Assim, a ordem pública é mantida, nos estados, a partir da atuação dos servidores públicos (instância formal) e de qualquer outra instituição (família, igreja, escola, organizações não-governamentais, mídia etc.) na instância informal (MARCINEIRO, 2009, p. 63), em face da responsabilidade atribuída a todos pela carta Magna. É necessário que aqueles que atuam nas instâncias formal ou informal tenham uma visão sistêmica e holística desta questão. Não há como preservar a ordem pública sem a participação de toda sociedade.

Para executar as atividades de polícia ostensiva e de preservação da ordem pública, as polícias “condicionam e restringem o uso e gozo de certas atividades e direitos individuais, em benefício da coletividade ou do próprio Estado (MEIRELLES, Hely Lopes, 1995 apud AMORIM, ob cit., p. 53). Trata-se do exercício do poder de polícia, definido no artigo 78 do Código Tributário Nacional como:

[...] a atividade da administração pública que, limitando ou disciplinando o direito, interesse ou liberdade, regula a prática de fato ou abstenção de ato, em razão de interesse público concernente à segurança, à higiene, à ordem, aos costumes, à disciplina da produção e do mercado, ao exercício de atividades econômicas dependentes de concessão ou autorização do Poder Público, à tranquilidade pública ou ao respeito à propriedade e aos direitos individuais e coletivos. (grifo nosso)

* _Listagem fornecida_:
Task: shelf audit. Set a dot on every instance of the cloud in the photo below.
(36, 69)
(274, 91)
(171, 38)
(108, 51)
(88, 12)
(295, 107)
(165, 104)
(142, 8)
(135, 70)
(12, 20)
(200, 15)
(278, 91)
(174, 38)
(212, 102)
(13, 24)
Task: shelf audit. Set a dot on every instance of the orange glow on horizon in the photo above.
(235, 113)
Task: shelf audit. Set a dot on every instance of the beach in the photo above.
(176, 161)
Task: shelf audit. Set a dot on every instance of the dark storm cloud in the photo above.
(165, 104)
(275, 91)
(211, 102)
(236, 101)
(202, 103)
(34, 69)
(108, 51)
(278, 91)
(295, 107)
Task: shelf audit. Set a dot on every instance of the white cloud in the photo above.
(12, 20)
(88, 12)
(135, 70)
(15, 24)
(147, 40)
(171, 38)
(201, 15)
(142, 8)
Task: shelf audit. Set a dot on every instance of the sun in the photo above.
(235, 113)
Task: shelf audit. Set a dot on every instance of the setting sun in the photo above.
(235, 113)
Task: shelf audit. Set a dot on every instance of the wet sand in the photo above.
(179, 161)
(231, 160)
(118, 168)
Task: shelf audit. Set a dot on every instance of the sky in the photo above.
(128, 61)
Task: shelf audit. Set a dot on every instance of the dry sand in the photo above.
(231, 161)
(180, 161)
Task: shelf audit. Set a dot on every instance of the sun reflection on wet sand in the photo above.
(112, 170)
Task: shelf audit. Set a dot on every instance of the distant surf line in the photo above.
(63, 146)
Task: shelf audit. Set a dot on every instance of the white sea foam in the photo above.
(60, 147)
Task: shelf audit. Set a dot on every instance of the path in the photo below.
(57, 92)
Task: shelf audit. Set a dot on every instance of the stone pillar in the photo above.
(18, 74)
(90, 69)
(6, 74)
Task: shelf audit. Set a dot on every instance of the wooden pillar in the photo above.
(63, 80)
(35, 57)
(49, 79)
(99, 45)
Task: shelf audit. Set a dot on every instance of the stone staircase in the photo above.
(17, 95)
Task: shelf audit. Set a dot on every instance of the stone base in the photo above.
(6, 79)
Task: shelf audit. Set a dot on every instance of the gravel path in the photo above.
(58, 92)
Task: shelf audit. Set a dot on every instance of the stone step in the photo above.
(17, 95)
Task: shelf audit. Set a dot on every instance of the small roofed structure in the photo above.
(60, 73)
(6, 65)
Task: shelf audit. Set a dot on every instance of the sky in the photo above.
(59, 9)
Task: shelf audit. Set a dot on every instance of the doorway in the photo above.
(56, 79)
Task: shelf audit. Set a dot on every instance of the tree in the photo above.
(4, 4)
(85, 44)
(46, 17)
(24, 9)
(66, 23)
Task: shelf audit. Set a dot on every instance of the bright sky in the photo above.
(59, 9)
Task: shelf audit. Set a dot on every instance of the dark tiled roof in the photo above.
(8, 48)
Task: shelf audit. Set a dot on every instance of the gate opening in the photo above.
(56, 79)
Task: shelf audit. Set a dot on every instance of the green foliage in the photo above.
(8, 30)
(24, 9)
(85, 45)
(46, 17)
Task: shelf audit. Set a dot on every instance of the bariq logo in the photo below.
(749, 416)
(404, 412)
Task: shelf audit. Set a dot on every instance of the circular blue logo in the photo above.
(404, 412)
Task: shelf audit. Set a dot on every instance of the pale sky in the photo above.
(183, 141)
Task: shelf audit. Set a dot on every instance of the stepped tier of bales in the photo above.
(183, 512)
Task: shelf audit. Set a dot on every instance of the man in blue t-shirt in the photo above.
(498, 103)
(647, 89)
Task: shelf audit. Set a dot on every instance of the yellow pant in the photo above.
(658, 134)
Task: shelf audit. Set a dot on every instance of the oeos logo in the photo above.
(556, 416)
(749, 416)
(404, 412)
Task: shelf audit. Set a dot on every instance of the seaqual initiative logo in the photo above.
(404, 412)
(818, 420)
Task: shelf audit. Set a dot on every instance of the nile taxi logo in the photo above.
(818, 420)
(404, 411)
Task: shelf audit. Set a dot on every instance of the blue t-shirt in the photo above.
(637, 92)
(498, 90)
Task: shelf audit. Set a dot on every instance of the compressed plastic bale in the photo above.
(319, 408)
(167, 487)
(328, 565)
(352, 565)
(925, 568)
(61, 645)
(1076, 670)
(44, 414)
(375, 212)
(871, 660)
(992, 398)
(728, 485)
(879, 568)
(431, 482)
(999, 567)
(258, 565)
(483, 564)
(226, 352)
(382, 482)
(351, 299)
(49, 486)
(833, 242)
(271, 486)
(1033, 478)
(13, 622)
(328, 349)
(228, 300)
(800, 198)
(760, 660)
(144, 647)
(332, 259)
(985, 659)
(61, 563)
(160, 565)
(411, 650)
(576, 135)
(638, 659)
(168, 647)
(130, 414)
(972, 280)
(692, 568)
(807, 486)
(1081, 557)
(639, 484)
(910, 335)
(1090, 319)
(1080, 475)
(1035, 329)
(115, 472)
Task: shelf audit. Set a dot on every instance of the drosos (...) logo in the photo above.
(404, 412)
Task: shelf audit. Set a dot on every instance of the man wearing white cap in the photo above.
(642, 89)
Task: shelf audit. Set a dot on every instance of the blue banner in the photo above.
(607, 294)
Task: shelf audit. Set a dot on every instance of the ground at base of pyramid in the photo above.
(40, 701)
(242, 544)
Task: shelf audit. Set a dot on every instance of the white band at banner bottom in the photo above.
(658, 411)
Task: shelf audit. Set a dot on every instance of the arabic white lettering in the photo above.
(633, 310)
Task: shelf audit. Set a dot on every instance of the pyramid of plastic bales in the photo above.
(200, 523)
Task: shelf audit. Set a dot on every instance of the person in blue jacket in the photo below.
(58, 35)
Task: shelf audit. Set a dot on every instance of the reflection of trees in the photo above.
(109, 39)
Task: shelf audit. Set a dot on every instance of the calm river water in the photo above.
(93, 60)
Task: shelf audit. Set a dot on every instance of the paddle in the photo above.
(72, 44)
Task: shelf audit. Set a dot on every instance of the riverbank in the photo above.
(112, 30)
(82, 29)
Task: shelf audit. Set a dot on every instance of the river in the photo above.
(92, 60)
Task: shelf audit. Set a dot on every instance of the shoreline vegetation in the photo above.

* _Problemas a resolver_:
a: No trecho sobre ordem pública, em que artigo e em que lei o poder de polícia é definido?
b: Por favor, copie do trecho sobre ordem pública a parte que começa em "Assim, a ordem" e vai até "de toda sociedade.".
A listagem não tem nenhum papel nestas tarefas.

* _Respostas por tarefa_:
a: No artigo 78 do Código Tributário Nacional.

b:
Assim, a ordem pública é mantida, nos estados, a partir da atuação dos servidores públicos (instância formal) e de qualquer outra instituição (família, igreja, escola, organizações não-governamentais, mídia etc.) na instância informal (MARCINEIRO, 2009, p. 63), em face da responsabilidade atribuída a todos pela carta Magna. É necessário que aqueles que atuam nas instâncias formal ou informal tenham uma visão sistêmica e holística desta questão. Não há como preservar a ordem pública sem a participação de toda sociedade.